Exercise aim: Nothing but a number should be returned: the count of lines in the records that contain "instance".
++++ Supplied information ++++
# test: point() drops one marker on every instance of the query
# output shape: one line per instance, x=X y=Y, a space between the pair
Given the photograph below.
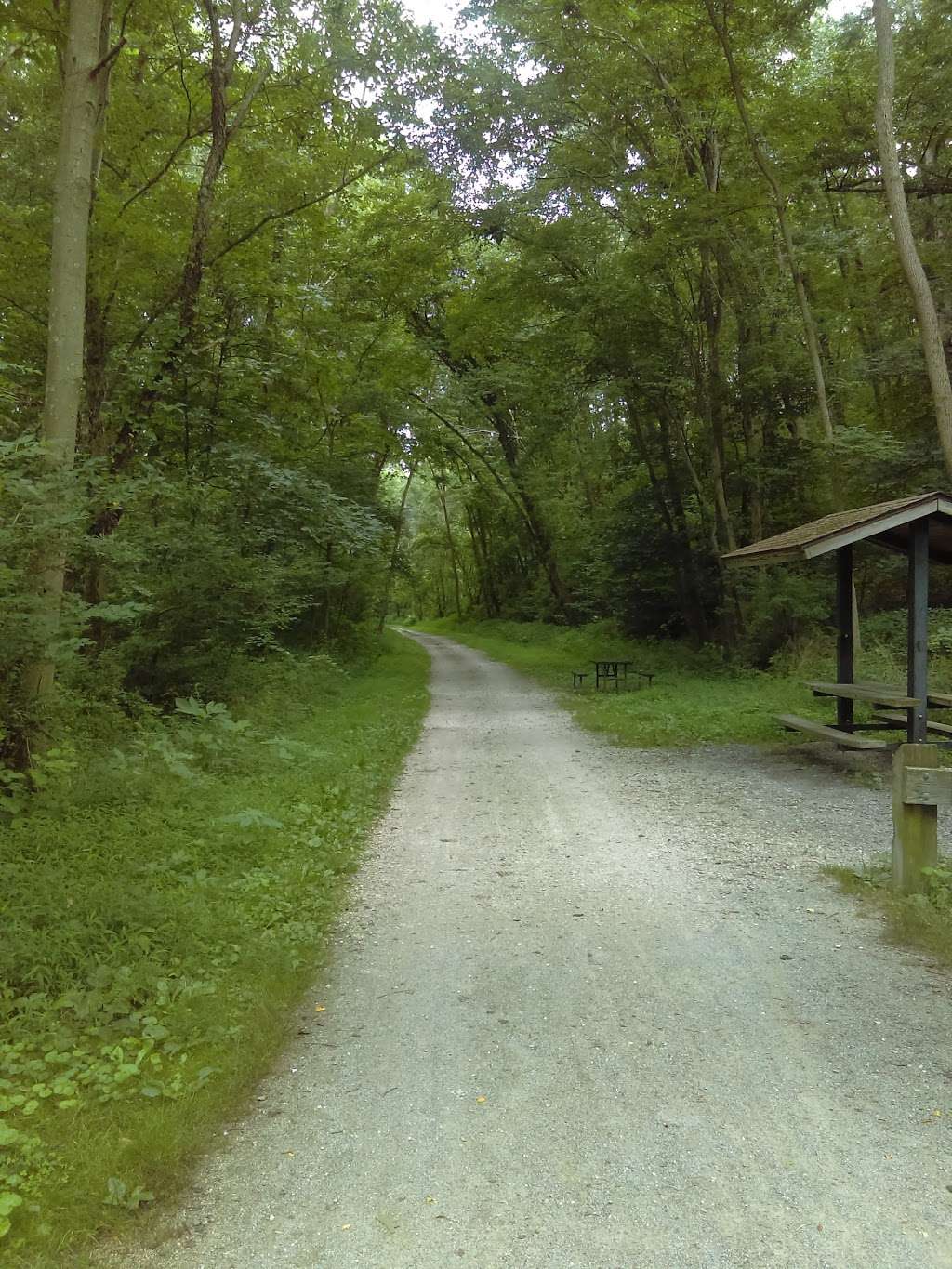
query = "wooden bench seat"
x=794 y=722
x=941 y=729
++++
Solution for this problem: 2